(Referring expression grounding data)
________
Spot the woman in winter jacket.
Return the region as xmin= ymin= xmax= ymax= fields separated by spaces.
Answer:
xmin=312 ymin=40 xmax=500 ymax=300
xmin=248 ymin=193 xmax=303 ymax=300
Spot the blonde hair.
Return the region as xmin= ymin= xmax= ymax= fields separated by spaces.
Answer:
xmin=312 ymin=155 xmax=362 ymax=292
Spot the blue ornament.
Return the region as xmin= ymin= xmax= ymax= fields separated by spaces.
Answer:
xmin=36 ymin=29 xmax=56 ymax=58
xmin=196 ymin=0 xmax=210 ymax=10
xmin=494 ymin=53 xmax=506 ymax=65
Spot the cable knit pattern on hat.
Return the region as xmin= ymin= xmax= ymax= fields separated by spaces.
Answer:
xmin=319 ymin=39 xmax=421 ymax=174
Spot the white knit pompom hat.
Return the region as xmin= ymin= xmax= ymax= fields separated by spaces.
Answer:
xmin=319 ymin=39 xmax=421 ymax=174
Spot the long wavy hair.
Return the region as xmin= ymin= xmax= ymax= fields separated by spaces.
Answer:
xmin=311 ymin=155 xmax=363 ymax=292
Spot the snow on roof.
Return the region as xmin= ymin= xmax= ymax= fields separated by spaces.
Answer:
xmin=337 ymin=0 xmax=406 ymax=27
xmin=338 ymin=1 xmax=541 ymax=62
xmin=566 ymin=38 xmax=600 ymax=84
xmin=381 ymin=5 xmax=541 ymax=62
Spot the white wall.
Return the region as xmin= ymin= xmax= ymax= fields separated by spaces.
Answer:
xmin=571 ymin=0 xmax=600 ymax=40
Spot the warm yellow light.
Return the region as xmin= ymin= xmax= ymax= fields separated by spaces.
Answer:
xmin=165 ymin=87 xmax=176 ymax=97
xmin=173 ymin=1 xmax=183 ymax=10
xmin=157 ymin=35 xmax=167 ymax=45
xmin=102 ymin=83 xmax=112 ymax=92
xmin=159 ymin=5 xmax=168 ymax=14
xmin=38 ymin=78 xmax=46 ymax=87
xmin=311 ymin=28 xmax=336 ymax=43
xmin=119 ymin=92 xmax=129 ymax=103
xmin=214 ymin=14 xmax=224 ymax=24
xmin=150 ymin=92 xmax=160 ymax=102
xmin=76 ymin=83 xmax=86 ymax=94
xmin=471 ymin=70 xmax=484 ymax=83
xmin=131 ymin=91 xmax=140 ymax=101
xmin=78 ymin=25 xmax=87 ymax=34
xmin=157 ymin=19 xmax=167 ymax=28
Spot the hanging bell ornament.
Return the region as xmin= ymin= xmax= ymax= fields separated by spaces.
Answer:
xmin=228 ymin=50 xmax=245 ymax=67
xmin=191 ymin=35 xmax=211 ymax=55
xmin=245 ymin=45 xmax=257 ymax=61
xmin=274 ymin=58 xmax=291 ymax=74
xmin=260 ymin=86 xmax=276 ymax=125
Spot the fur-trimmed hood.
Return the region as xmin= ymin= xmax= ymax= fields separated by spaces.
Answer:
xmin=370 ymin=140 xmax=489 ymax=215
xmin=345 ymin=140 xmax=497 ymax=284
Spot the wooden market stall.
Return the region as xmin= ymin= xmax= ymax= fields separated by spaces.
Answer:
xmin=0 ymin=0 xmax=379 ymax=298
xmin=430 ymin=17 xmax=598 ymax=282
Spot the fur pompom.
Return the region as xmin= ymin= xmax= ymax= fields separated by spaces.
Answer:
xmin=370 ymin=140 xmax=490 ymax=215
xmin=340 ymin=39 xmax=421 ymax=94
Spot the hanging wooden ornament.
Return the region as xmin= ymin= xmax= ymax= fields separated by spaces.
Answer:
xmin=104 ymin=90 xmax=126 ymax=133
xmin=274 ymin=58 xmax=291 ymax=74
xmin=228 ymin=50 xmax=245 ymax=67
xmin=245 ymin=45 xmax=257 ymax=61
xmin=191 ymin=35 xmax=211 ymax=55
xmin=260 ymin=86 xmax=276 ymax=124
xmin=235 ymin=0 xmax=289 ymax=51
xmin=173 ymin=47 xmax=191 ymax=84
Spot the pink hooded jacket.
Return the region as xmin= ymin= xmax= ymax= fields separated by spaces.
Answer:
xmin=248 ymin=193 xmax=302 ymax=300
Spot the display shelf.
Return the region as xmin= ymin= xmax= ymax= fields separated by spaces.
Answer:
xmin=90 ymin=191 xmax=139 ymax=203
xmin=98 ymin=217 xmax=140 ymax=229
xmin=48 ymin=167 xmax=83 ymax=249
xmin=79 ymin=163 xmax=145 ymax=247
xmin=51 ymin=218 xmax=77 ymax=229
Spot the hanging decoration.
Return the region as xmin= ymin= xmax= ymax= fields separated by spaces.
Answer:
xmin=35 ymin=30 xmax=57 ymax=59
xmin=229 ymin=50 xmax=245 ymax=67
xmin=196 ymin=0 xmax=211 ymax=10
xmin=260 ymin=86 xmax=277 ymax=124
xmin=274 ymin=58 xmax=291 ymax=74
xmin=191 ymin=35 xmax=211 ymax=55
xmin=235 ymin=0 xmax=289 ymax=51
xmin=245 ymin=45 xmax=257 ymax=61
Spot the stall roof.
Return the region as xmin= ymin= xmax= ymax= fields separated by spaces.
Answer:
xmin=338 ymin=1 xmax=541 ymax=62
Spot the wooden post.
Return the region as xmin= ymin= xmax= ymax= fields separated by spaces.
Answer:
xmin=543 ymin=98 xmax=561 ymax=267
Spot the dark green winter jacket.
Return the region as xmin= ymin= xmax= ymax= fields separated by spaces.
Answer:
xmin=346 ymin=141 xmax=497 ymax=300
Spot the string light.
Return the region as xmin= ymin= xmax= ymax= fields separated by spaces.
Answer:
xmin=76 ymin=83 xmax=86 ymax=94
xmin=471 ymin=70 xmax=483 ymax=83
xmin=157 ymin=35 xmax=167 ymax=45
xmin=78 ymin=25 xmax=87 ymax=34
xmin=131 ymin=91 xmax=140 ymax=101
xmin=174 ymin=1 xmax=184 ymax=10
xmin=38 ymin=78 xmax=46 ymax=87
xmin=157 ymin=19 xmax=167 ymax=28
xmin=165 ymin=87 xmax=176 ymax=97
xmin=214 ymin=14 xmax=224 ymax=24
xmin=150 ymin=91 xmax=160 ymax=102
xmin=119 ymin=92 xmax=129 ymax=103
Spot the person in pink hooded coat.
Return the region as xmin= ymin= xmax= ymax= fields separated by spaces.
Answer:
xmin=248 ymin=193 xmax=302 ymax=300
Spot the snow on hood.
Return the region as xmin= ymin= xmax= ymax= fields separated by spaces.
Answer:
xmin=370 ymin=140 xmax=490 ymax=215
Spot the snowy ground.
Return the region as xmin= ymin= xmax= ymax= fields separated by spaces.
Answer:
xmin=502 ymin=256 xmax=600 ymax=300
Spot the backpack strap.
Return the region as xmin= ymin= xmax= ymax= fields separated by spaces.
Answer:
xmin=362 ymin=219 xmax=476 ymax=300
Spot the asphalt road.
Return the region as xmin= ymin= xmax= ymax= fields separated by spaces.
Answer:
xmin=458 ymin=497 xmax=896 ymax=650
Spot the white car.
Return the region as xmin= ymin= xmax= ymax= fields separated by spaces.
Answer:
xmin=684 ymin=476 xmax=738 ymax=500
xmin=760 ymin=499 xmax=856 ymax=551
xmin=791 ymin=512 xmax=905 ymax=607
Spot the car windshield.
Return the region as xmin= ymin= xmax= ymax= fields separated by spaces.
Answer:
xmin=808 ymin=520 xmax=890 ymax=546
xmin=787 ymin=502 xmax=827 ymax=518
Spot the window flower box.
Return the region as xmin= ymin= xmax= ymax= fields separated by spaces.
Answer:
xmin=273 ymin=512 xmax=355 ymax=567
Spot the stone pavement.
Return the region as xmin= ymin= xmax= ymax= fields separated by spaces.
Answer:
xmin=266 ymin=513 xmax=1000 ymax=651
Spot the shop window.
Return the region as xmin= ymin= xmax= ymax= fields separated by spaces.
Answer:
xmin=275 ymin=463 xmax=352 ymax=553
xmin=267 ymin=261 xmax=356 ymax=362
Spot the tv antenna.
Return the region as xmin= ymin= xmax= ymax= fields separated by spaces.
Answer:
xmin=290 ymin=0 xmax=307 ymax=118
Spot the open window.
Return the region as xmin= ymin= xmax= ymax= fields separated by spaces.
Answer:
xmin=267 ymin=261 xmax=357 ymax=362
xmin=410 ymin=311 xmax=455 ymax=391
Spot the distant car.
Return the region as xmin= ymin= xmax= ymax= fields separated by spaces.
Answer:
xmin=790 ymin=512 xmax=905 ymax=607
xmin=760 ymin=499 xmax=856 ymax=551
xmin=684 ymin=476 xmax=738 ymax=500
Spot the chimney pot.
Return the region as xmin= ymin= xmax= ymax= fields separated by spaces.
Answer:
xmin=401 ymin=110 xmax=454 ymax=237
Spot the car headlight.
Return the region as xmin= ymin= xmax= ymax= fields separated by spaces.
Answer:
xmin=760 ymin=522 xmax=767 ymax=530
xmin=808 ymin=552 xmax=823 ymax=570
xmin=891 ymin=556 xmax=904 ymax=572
________
#### Problem
All that is needed is the opening run of the data, given again exactly: please include every line from the first through the line with "Spot the cable knit pattern on hat.", both ends kept.

#### Response to the exercise
Spot the woman in winter jacket.
Return the region as xmin= ymin= xmax= ymax= fields separated by spaces.
Answer:
xmin=312 ymin=40 xmax=500 ymax=300
xmin=248 ymin=193 xmax=303 ymax=300
Spot the blonde hair.
Return the region as xmin= ymin= xmax= ymax= fields separated by spaces.
Answer:
xmin=312 ymin=155 xmax=362 ymax=292
Spot the blue ornament.
Return the region as xmin= ymin= xmax= ymax= fields separated by spaces.
Answer:
xmin=36 ymin=29 xmax=56 ymax=58
xmin=196 ymin=0 xmax=210 ymax=10
xmin=494 ymin=53 xmax=506 ymax=65
Spot the cable knit pattern on hat.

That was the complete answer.